Text segment: Begin

Menopause brings about many changes to the body. Some of those we can see and other changes may not be so visible.
One such subtle change? Vaginal atrophy. The condition affects about half of postmenopausal women, according to the Mayo Clinic.
One type of atrophy is vulvovaginal atrophy. “During perimenopause, less estrogen may cause the tissues of the vulva and the lining of the vagina to become thinner, drier, and less elastic or flexible—a condition known as vulvovaginal atrophy,” the North American Menopause Society (NAMS) noted. “Vaginal secretions are reduced, resulting in decreased lubrication. Reduced levels of estrogen also result in an increase in vaginal pH, which makes the vagina less acidic, just as it was before puberty.”
Another type is atrophic vaginitis. According to NAMS, “When ‘–itis’ is added to a word, it generally means inflammation. Inflammation of the vagina after menopause in a woman who is not using hormone therapy is called atrophic vaginitis. This condition can include redness of the vagina and vaginal discharge. It’s associated with the loss of estrogen after menopause and usually improves with the use of low doses of vaginal estrogen therapy.”
So how exactly does atrophic vaginitis affect a woman? In The Cleveland Clinic Guide to Menopause, Dr. Holly L. Thacker wrote, “Consider your reaction to a food that once made you sick, perhaps from an allergic reaction or food poisoning. If you even see the food again, you may begin to feel queasy. Your body is trying to protect you from further illness or injury. The same goes for sex. Your libido and sex drive drop because your brain associates sex with pain or injury. Not only are you physically unprepared for intercourse, you’re not interested.” The Mayo Clinic also noted that vaginal atrophy can affect urination through burning, urgency, and incontinence.
What can you do about these changes? The North American Menopause Society recommends the following:
- Regular sexual activity or stimulation (promotes vaginal health and blood flow)

Text segment: End

> [Exercise requirements]:
a - In the text on vaginal atrophy, why does a woman's libido drop with atrophic vaginitis, according to Dr. Holly L. Thacker? Answer in one to three sentences.
b - Extend the text on vaginal atrophy, picking up right after its last line.
You can set the material aside, since none of the tasks depend on it.

Data under study: Begin

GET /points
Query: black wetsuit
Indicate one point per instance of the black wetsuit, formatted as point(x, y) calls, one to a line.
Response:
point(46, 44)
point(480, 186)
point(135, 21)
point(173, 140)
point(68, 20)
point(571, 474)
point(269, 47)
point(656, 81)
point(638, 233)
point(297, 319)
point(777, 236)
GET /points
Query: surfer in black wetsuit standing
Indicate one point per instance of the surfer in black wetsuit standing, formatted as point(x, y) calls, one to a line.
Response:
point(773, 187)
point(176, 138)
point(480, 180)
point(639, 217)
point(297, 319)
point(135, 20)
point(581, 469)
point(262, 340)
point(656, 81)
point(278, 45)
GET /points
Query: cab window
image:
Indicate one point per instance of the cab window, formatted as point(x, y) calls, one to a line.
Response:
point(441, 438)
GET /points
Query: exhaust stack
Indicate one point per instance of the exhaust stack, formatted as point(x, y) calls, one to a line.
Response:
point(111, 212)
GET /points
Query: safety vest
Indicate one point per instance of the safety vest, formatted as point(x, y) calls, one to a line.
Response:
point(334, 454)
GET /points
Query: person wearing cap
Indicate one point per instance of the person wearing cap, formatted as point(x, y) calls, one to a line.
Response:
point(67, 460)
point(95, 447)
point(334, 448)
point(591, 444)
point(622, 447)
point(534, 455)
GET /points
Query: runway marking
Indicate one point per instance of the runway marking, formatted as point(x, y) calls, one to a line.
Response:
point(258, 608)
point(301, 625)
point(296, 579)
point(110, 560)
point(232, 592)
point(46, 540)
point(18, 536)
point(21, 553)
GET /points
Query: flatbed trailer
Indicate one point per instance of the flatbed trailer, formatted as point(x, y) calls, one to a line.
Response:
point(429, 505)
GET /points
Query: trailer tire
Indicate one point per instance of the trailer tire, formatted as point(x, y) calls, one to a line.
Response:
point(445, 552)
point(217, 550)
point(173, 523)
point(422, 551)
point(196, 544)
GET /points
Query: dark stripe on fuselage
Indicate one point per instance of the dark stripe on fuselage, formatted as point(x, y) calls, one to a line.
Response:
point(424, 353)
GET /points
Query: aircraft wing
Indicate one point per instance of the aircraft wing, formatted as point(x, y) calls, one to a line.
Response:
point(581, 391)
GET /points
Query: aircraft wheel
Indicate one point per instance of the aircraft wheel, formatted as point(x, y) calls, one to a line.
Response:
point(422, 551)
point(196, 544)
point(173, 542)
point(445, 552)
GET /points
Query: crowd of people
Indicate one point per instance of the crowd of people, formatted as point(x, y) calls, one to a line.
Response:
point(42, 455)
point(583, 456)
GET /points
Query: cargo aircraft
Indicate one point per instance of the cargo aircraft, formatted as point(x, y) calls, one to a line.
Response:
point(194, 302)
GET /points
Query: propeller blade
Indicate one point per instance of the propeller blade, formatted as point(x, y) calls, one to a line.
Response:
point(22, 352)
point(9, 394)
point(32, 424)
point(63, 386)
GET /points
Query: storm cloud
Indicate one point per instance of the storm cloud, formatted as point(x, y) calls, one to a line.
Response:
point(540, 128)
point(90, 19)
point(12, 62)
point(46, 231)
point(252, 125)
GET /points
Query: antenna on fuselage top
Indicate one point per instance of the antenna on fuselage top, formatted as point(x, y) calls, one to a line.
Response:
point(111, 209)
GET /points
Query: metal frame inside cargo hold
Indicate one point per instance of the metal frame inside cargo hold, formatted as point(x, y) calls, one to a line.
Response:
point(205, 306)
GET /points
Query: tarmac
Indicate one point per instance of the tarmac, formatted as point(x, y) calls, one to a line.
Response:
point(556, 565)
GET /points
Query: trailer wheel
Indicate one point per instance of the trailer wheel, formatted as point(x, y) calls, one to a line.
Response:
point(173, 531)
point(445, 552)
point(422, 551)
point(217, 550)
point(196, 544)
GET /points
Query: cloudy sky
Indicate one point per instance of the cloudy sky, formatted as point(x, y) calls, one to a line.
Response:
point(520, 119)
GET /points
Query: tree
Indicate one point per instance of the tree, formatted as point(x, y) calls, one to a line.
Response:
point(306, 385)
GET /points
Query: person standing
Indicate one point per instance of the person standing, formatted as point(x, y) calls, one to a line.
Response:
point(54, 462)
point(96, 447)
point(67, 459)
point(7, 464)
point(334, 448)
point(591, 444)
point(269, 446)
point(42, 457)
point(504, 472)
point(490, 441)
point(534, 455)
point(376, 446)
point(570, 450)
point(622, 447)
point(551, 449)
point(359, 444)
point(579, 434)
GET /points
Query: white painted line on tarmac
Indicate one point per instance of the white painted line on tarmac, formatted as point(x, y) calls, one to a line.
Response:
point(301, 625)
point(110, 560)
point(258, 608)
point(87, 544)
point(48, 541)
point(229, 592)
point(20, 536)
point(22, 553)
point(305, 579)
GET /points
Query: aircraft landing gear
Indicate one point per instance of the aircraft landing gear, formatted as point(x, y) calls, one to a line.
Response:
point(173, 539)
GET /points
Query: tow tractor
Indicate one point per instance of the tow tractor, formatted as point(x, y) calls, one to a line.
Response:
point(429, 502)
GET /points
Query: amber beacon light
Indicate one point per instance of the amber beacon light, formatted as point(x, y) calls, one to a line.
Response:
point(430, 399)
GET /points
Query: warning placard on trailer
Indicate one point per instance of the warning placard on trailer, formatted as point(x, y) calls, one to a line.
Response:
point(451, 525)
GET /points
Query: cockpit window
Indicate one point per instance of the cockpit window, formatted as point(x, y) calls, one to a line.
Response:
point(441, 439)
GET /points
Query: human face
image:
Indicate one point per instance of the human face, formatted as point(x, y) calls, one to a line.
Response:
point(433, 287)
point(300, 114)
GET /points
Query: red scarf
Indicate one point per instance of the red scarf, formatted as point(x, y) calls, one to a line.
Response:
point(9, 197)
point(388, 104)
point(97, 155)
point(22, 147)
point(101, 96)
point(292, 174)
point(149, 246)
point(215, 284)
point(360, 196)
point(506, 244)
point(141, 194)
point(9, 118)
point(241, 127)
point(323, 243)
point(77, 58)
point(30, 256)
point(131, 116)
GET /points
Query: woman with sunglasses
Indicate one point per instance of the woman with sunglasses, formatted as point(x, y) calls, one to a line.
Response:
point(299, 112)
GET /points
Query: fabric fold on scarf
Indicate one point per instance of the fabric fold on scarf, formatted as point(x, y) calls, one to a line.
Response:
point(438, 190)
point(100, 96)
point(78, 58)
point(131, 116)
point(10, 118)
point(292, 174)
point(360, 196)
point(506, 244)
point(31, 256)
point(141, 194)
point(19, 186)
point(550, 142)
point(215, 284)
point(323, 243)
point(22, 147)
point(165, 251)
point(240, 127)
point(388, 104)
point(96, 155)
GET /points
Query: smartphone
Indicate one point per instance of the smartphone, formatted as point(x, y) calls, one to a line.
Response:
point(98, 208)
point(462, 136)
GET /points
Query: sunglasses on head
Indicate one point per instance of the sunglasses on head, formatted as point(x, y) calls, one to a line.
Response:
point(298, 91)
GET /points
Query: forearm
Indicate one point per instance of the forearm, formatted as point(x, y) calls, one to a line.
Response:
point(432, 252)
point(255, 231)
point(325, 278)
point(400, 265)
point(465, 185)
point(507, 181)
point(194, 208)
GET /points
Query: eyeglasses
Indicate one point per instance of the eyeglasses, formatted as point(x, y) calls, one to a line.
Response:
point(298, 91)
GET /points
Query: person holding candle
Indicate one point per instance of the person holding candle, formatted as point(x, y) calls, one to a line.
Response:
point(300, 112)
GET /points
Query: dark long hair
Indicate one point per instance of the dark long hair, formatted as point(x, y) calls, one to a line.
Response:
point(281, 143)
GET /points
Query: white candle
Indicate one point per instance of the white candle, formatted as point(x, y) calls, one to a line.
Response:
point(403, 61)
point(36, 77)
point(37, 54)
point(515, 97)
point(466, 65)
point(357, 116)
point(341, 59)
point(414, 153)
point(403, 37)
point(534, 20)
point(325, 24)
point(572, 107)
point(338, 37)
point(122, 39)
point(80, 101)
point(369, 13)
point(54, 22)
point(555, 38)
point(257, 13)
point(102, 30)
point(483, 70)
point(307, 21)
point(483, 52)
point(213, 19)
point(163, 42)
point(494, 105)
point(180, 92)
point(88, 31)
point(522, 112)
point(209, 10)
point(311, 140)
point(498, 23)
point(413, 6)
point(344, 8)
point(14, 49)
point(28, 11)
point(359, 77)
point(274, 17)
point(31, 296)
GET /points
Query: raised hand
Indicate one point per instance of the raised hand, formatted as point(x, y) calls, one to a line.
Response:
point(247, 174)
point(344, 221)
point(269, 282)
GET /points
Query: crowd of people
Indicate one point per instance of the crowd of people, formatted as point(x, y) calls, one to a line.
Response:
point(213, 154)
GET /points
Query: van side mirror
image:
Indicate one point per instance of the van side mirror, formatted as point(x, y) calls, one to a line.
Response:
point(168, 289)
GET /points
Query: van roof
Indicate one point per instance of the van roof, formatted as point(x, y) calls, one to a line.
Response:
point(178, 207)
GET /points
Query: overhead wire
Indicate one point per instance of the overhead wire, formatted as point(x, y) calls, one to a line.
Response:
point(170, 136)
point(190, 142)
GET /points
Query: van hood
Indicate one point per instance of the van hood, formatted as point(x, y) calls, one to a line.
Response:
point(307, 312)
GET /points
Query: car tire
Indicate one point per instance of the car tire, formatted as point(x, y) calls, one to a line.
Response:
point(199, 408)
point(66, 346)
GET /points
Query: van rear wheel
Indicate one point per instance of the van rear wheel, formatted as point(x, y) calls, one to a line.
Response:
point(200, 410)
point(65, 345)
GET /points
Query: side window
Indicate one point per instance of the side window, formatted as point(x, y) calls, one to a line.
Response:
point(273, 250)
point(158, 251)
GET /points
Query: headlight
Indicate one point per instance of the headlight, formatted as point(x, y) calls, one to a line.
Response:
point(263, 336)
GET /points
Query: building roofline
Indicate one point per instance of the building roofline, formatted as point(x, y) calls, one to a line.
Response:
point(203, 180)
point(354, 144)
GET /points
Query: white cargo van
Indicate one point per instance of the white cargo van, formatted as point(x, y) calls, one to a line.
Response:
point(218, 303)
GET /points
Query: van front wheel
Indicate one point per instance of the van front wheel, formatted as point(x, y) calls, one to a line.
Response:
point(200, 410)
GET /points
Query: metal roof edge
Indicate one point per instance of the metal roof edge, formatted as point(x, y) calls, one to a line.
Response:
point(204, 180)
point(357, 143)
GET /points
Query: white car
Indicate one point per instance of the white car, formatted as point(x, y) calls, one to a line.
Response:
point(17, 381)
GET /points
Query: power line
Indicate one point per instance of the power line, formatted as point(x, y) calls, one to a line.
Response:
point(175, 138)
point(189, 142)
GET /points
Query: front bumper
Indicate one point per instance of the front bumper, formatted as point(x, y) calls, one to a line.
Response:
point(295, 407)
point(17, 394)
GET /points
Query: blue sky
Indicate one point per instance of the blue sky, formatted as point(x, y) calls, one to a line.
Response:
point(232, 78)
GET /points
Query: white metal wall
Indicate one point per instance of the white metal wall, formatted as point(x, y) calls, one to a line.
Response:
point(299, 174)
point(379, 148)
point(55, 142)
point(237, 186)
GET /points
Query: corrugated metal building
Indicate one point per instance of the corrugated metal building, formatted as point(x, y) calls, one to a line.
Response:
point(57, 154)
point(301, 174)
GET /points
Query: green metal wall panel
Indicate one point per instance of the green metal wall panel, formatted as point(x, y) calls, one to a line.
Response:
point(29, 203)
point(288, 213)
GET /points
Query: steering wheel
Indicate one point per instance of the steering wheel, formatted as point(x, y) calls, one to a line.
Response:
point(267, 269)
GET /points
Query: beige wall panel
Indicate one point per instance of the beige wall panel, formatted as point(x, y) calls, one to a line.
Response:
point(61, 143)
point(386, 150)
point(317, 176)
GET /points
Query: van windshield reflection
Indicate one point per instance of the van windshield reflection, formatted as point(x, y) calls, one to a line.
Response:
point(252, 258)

Data under study: End

> [Answers to the problems]:
a - Her libido and sex drive drop because her brain associates sex with pain or injury. Thacker compares this to feeling queasy at the sight of a food that once made you sick: the body is trying to protect itself from further harm.

b -
- Vaginal lubricants (for temporary relief of dryness before and during sex)
- Vaginal moisturizers (for longer-term relief from dryness)
- Low-dose vaginal estrogen therapy in cream, ring, or vaginal tablet form (reverses underlying atrophy and dryness)
- Higher-dose hormone therapy throughout the body via pills, patches, and other preparations (reverses underlying atrophy and dryness, but generally reserved for women with bothersome hot flashes).
NAMS also recommends using water instead of soap on the inner part of the vulva, avoiding dyes and perfumes in toilet paper and laundry detergents, avoiding fabric softeners and anti-cling products, and not using perfumed products and lotions on the inner vulva.
Alternative therapies may help, although additional research is needed. The Mayo Clinic’s list includes:
- Black cohost. However a small study by the North American Menopause Society found that this herbal supplement was not effective in treating vaginal atrophy.
- Isoflavones. These plant-derived compounds are often extracted from soy and red clover. Evidence of their effect on vaginal atrophy is still slim. However, you should be careful taking these supplements if have an increased risk of a disease or condition that’s affected by hormones or if you’re already taking medications that increase your estrogen level.
- Vitamin D.
- Dehydroepiandrosterone (DHEA). This natural steroid is produced by the adrenal gland. Some studies have found that intravaginal DHEA tables may help to reverse vaginal atrophy without increasing circulating estrogen. However, additional studies are needed before DHEA can be considered for a standard therapy.